» Provided data
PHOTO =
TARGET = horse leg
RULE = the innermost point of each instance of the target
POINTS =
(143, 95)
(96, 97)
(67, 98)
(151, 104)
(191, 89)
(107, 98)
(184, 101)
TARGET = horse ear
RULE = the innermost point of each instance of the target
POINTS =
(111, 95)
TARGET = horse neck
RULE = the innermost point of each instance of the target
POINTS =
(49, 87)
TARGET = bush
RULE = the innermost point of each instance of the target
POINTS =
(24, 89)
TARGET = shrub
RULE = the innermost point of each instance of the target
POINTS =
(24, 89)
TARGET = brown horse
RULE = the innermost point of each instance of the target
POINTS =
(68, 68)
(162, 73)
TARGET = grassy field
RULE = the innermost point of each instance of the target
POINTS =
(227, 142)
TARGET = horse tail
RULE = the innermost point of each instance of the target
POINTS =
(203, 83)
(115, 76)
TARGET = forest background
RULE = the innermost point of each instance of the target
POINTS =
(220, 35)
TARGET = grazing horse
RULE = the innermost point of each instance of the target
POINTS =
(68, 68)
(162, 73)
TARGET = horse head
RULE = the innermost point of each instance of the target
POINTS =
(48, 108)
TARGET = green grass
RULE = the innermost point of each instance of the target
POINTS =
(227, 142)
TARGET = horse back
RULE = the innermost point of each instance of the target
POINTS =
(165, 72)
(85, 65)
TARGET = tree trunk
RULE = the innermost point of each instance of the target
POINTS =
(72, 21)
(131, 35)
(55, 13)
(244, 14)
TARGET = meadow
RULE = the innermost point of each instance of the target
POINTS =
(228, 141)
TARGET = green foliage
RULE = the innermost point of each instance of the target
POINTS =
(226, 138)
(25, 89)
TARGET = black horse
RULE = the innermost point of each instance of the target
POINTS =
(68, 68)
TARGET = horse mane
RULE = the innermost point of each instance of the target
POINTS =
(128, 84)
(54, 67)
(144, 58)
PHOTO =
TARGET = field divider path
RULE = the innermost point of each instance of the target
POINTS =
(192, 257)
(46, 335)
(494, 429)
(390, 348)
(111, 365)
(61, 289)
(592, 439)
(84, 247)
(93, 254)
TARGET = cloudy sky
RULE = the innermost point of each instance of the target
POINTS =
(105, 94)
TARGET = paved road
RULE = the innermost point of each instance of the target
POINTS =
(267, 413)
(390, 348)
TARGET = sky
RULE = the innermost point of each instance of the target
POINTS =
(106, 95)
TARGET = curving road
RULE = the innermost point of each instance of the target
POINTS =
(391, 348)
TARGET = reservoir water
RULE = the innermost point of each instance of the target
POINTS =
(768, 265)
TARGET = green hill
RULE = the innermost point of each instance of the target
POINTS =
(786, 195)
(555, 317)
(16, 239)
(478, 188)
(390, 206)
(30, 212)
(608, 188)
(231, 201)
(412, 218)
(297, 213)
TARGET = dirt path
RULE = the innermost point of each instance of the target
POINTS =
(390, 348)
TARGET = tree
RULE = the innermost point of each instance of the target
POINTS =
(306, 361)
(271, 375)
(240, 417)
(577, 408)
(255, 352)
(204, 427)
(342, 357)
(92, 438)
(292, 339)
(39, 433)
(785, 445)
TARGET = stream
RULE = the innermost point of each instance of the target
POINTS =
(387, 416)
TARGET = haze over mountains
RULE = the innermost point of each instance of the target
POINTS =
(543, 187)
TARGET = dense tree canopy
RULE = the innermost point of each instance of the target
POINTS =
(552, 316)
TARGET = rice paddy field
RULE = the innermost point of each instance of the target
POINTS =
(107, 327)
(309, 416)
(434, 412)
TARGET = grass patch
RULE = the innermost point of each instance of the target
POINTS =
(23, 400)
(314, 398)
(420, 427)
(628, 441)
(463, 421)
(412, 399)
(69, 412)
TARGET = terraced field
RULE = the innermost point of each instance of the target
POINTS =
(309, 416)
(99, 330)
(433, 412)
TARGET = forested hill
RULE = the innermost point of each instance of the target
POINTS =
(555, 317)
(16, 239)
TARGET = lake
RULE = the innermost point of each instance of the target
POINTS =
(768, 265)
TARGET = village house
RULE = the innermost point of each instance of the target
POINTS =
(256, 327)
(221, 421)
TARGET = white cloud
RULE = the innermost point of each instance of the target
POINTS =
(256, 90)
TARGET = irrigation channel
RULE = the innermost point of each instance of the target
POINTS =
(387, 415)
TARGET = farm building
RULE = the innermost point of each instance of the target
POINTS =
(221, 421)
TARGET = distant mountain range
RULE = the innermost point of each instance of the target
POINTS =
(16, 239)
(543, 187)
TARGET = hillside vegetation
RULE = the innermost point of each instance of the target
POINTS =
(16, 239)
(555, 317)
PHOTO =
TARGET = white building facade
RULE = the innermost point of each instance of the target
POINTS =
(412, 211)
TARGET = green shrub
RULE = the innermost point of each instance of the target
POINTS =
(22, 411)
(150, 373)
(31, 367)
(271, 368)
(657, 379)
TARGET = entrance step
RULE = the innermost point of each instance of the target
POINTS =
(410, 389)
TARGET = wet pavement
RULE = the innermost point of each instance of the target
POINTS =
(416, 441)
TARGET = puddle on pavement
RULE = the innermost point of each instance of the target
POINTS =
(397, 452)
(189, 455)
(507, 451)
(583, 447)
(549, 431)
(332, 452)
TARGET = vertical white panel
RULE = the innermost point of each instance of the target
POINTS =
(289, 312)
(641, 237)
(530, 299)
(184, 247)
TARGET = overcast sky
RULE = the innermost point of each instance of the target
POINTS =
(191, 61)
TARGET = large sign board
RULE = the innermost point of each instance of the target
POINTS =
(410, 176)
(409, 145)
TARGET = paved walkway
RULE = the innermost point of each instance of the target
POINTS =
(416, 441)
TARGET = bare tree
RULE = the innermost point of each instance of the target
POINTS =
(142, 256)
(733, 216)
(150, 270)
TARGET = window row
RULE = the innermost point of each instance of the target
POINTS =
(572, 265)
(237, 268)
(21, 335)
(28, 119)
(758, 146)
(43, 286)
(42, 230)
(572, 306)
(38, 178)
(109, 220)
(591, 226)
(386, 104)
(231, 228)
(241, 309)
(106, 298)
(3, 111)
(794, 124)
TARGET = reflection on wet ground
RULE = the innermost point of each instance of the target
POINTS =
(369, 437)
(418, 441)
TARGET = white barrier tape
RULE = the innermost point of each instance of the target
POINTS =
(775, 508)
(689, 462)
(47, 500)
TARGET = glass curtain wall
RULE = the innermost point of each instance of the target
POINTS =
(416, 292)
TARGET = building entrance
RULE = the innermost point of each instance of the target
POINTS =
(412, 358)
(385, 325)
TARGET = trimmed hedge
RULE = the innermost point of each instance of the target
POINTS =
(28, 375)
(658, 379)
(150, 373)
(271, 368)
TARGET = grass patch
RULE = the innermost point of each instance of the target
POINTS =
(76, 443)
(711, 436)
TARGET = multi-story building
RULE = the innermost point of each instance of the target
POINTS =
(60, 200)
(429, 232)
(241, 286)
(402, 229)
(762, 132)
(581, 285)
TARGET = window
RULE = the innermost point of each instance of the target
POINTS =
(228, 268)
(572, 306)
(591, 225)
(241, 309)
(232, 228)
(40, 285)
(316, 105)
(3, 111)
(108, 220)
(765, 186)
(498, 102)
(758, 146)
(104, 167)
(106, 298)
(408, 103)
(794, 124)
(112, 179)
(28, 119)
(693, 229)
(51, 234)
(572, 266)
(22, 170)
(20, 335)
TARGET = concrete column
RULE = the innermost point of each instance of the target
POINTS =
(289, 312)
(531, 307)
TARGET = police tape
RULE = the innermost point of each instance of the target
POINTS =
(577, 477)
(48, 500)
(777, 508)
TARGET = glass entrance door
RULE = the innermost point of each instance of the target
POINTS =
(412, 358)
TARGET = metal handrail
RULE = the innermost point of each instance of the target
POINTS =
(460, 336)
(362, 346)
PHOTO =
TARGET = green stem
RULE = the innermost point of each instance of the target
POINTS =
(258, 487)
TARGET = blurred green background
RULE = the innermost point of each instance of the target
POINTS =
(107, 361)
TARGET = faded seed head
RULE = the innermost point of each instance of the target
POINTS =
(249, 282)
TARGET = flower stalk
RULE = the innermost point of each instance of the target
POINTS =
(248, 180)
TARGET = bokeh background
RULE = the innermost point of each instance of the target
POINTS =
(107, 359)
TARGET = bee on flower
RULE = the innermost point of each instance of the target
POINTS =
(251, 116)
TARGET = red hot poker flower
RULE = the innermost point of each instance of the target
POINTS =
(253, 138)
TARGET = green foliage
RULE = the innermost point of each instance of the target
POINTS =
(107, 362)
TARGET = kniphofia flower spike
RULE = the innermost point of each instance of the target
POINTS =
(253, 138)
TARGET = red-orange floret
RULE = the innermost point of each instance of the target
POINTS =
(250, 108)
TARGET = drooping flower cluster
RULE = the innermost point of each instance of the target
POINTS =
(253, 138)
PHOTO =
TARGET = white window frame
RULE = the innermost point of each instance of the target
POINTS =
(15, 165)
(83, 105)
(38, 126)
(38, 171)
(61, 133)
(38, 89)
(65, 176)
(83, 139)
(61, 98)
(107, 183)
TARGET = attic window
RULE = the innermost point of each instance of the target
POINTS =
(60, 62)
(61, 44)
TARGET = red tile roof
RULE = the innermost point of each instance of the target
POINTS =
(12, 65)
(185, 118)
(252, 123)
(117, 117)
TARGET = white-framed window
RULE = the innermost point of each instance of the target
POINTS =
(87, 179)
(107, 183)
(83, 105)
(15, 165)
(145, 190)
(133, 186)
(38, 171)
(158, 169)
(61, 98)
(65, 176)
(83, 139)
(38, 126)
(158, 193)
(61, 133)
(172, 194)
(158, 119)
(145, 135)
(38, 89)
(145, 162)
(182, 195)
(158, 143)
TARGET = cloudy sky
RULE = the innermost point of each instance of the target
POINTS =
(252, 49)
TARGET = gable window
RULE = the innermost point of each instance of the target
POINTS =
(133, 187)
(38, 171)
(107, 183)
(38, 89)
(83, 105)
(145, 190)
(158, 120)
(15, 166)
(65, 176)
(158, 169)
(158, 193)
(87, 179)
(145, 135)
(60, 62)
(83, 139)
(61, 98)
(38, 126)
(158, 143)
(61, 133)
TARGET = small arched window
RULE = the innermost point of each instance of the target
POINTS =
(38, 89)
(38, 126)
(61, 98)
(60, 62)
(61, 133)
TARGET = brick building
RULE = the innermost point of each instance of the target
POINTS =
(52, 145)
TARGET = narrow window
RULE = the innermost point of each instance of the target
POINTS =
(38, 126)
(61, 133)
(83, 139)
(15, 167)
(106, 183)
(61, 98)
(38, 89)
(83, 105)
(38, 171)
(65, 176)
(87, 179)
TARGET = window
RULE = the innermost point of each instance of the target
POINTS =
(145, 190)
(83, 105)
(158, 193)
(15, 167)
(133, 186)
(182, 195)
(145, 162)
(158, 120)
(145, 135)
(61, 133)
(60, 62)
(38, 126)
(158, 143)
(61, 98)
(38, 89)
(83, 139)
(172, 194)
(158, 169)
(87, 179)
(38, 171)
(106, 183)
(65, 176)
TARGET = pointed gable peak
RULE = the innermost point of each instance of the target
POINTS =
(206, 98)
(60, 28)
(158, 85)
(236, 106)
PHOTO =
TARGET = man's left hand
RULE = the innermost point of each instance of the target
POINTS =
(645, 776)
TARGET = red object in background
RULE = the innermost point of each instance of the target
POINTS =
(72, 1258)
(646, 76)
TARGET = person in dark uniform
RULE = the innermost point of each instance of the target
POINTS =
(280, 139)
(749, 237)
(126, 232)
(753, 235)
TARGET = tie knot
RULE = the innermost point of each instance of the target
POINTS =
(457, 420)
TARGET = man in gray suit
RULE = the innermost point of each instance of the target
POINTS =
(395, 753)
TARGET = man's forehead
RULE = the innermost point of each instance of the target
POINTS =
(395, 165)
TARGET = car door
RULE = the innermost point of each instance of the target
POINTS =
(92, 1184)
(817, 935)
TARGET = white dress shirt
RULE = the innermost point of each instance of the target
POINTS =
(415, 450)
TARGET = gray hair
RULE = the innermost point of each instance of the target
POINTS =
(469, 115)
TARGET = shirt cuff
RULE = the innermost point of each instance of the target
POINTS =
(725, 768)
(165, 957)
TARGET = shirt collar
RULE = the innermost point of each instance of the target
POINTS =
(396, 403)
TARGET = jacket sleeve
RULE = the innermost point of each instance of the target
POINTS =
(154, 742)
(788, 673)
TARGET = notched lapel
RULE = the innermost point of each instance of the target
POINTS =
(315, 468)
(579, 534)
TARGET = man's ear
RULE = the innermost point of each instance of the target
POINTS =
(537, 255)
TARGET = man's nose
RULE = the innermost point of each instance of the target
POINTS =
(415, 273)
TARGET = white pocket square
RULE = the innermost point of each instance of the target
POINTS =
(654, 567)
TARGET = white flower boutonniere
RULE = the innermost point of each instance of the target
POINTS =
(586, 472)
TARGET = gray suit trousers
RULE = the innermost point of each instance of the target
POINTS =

» Work to complete
Retype only the lines running from the line with "TARGET = pointed gable peak" to the end of the listing, including both of those lines.

» Answer to the exercise
TARGET = pointed gable peak
RULE = the innermost point of each instance of the target
POINTS =
(206, 98)
(60, 28)
(158, 85)
(236, 106)
PHOTO =
TARGET = man's left hand
RULE = the innermost point of each instance of the target
POINTS =
(645, 776)
TARGET = red object in background
RULE = the innermost point of each instance of the target
POINTS =
(72, 1258)
(646, 76)
TARGET = person in dark uniform
RULE = the innermost point of each instance of the target
POINTS =
(280, 139)
(749, 237)
(126, 232)
(753, 235)
TARGET = tie knot
RULE = the innermost point of each instance of the target
POINTS =
(457, 420)
TARGET = man in gray suit
RULE = the innermost point of each instance of the target
POINTS =
(395, 753)
TARGET = man's forehead
RULE = the innermost point of each instance of the target
POINTS =
(395, 165)
TARGET = car door
RULE = the innermost point of each instance of the target
POINTS =
(92, 1184)
(817, 935)
TARGET = white dress shirt
RULE = the innermost point of each instance of the target
POINTS =
(415, 450)
TARGET = gray hair
RULE = the innermost point of each instance of the target
POINTS =
(469, 115)
TARGET = shirt cuff
RULE = the innermost point of each instance of the target
POINTS =
(725, 768)
(165, 957)
TARGET = shirt collar
RULE = the innermost point of each instance of the target
POINTS =
(396, 403)
TARGET = jacket sleeve
RULE = the innermost point of each instance of the target
POINTS =
(154, 742)
(788, 673)
TARGET = notched lapel
RULE = the innermost point of each instance of the target
POINTS =
(315, 468)
(579, 534)
TARGET = man's ear
RULE = the innermost point of each instance of the target
POINTS =
(537, 255)
TARGET = man's nose
RULE = the innermost point of each instance of the target
POINTS =
(415, 273)
TARGET = white pocket square
RULE = the innermost point of each instance of the target
POINTS =
(654, 567)
TARGET = white flower boutonniere
RULE = the innermost point of each instance of the target
POINTS =
(586, 472)
TARGET = gray suit trousers
RULE = the innermost point of each instance of the target
POINTS =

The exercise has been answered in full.